__EXERCISE DIRECTIONS__
From the data below, pull out every line that contains the word "cloud".

Recorded data

⁂

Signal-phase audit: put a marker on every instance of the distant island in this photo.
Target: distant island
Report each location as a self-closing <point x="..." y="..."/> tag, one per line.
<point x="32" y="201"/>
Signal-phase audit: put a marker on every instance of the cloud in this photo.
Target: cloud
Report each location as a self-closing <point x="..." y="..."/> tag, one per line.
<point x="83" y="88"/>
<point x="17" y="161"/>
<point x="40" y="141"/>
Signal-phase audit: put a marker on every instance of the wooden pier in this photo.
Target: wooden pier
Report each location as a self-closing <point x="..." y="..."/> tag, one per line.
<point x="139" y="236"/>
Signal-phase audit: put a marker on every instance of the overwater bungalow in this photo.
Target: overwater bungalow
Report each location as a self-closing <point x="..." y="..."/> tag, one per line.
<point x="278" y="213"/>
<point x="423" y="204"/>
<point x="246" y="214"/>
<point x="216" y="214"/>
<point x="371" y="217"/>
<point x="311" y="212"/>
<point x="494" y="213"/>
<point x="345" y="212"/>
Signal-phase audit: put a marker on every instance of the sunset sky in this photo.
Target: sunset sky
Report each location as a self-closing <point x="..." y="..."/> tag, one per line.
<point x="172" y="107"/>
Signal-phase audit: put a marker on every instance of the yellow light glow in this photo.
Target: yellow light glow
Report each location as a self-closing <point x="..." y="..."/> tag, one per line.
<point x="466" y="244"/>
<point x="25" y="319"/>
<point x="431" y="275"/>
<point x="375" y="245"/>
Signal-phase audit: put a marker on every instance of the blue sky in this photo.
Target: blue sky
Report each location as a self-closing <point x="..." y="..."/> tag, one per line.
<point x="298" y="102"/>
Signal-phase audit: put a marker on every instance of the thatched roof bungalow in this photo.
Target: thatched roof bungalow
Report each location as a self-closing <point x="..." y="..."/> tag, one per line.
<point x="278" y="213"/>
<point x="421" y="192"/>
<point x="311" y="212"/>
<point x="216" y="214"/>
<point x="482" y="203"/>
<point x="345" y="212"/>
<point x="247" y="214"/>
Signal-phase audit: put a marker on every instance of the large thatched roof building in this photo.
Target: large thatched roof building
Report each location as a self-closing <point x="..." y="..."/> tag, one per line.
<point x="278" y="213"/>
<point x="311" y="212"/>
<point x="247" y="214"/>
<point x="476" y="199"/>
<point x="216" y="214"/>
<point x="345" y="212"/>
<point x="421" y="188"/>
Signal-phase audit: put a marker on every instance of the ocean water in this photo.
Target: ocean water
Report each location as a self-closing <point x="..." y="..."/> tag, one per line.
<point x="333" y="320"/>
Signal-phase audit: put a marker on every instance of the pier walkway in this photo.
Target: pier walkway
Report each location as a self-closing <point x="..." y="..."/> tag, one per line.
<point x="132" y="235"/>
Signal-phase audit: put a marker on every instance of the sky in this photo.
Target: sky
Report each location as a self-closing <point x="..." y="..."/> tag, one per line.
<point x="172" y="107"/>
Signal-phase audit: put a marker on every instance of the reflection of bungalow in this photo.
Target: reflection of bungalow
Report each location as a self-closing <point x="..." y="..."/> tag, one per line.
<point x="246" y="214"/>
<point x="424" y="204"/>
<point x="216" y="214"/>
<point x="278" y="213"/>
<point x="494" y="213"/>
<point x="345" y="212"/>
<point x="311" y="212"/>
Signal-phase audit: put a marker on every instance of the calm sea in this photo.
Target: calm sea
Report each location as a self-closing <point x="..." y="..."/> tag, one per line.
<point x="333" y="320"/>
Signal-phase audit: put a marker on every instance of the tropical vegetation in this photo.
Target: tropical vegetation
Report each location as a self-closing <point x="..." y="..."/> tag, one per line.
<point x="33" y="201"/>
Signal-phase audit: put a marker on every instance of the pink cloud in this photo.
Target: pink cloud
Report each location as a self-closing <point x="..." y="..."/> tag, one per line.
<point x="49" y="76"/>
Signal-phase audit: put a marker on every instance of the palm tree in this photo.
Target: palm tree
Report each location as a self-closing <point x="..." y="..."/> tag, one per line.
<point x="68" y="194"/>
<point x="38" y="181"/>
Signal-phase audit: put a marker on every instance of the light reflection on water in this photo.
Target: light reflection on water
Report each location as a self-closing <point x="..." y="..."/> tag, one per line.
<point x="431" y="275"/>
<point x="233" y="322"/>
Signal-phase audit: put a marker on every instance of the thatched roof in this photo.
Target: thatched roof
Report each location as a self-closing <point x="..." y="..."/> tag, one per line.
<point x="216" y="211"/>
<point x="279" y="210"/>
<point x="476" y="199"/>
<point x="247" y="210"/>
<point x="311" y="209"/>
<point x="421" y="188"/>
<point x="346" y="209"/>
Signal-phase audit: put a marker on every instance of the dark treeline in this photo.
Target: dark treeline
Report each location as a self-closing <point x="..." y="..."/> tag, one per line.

⁂

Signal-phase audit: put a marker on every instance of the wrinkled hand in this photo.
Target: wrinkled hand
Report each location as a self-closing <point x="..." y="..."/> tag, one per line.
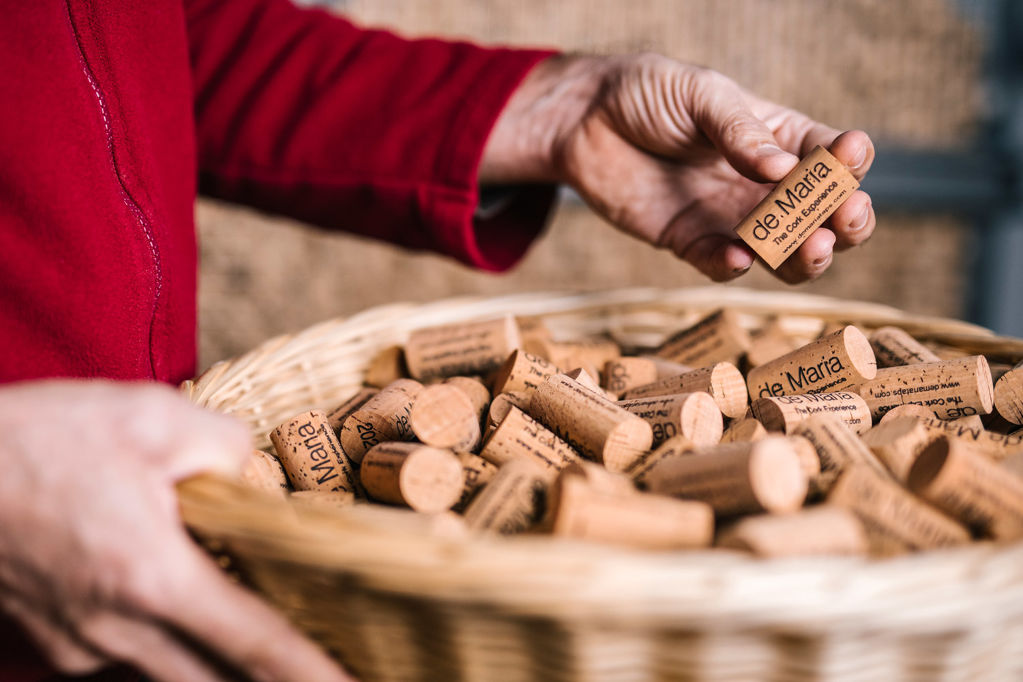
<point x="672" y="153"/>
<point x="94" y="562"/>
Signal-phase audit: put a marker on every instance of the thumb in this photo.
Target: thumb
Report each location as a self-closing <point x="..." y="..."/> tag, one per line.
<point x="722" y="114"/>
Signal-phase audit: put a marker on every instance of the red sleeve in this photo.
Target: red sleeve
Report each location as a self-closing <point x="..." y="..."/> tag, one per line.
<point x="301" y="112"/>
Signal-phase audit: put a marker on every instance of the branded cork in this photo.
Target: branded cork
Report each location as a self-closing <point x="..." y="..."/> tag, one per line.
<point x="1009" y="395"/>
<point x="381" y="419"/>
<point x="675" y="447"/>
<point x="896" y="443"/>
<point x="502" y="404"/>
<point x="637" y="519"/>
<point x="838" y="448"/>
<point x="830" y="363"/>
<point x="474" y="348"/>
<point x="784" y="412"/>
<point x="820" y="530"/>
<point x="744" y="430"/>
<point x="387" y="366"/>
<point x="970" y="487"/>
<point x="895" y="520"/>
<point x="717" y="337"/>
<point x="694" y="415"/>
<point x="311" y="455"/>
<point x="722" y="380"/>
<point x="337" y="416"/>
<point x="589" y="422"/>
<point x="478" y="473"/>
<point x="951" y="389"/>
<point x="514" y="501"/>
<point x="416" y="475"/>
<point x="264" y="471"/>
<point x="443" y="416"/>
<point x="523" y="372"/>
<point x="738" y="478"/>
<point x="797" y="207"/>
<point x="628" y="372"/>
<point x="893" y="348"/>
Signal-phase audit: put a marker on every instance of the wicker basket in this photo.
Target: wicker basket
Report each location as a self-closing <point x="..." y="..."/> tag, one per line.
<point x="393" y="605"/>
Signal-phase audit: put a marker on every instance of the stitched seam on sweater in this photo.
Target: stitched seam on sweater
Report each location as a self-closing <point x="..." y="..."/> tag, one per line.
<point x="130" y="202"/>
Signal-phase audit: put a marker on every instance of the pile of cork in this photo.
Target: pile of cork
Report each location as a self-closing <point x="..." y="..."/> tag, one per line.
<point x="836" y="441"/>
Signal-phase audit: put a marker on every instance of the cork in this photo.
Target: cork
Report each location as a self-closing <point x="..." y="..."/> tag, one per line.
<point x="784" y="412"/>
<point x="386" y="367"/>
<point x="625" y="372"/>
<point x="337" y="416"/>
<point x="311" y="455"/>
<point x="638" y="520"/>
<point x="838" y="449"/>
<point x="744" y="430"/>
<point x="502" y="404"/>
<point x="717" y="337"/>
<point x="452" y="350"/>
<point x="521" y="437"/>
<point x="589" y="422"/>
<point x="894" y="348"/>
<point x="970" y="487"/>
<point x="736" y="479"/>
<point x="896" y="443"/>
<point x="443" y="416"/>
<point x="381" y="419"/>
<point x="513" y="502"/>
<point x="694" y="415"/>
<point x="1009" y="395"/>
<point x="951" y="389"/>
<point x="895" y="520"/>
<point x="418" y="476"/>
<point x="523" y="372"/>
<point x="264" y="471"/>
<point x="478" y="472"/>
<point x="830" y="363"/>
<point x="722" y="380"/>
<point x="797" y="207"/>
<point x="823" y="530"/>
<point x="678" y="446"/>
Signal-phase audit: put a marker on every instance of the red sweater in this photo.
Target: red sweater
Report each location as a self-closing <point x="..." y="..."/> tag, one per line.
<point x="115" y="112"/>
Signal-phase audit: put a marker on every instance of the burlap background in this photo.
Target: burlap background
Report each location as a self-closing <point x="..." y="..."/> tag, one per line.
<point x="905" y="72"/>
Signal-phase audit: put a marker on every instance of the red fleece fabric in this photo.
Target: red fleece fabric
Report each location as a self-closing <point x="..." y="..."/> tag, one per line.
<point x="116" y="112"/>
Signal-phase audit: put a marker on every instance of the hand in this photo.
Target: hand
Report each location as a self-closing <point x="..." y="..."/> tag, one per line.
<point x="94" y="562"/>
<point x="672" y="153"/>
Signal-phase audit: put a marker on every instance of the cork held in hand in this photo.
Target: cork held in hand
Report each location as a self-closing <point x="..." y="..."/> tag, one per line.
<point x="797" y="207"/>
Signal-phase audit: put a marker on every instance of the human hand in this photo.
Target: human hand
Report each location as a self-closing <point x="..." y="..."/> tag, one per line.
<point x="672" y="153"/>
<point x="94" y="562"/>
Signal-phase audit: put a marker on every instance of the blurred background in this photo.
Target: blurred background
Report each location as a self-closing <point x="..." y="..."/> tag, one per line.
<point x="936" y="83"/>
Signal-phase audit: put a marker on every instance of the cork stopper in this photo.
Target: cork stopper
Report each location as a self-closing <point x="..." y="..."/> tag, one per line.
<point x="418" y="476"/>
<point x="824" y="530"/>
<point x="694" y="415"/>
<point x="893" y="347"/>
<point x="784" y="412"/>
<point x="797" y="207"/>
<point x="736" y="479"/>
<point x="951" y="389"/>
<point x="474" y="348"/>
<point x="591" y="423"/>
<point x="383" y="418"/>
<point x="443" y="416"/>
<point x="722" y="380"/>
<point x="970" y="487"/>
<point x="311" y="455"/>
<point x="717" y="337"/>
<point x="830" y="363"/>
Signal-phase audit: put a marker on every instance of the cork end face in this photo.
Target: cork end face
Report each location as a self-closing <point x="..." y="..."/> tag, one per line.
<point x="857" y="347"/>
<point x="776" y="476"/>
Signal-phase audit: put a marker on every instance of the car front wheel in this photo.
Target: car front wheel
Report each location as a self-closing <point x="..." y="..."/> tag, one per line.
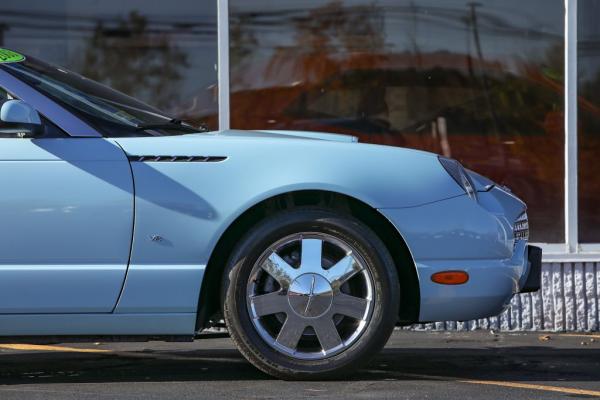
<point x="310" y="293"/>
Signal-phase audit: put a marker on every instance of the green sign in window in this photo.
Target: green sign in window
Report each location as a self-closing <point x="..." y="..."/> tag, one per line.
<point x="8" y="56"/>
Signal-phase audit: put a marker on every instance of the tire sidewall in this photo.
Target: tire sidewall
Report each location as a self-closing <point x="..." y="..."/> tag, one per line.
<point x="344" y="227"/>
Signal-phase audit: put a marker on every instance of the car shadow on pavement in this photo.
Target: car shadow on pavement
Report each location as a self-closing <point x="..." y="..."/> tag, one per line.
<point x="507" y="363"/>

⁂

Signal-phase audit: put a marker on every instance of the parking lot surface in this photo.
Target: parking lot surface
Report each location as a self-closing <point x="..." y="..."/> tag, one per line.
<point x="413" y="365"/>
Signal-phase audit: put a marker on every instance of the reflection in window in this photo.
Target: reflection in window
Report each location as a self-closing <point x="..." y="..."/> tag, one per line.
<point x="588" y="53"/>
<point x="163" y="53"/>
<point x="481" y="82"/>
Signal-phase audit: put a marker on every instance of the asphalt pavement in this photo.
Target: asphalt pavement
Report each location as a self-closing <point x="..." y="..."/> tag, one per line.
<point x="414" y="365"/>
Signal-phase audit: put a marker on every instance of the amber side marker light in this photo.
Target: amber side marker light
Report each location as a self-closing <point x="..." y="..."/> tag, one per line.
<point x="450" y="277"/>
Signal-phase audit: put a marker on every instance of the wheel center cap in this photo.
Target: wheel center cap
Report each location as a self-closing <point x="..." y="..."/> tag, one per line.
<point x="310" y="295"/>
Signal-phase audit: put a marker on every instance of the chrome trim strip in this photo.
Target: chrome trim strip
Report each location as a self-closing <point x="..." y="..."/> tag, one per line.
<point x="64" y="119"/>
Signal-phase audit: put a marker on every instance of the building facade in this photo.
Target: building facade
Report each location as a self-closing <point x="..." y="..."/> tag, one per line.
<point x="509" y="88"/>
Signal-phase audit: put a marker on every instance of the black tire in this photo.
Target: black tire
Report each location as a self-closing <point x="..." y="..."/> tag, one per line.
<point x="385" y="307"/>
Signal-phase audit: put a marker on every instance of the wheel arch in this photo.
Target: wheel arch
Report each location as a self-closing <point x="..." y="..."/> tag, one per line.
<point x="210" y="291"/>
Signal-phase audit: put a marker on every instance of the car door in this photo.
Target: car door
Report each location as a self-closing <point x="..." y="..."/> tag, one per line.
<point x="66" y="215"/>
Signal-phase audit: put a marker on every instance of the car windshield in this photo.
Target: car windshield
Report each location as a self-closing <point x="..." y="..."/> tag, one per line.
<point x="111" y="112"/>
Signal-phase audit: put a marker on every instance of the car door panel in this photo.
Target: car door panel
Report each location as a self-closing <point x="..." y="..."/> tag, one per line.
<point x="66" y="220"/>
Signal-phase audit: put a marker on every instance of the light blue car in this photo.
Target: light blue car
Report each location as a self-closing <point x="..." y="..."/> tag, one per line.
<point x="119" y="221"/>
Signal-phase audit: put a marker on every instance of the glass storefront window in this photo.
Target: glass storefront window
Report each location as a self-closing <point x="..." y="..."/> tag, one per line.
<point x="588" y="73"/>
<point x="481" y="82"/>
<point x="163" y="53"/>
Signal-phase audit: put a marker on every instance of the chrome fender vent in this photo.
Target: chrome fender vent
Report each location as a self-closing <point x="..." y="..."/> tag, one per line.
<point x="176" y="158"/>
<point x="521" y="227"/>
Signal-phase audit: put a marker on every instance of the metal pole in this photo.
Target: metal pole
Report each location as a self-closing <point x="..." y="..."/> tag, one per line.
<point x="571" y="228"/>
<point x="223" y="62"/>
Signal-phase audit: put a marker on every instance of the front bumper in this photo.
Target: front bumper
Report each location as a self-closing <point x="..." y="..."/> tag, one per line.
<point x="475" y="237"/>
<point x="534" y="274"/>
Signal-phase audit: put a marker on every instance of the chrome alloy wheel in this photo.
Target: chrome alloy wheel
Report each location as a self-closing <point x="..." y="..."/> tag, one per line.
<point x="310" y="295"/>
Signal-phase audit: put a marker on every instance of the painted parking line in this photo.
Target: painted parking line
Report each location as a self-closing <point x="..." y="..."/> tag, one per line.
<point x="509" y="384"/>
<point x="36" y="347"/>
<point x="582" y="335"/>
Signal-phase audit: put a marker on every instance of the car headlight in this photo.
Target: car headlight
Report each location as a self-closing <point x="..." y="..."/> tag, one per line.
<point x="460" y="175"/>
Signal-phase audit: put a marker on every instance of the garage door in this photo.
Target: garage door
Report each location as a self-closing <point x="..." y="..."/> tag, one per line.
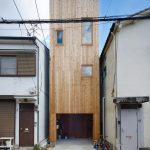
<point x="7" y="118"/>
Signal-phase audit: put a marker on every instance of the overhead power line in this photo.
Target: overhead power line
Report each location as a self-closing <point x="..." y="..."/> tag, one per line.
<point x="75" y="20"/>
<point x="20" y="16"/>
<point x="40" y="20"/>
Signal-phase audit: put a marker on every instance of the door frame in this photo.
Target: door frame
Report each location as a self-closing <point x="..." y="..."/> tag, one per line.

⁂

__FINAL RESULT__
Signal-phase audit: put a marker on every instance of the cloud in this photo.
Target: cloud
Signal-phase audit: put a marker on every instance of the pink cloud in this photo.
Target: pink cloud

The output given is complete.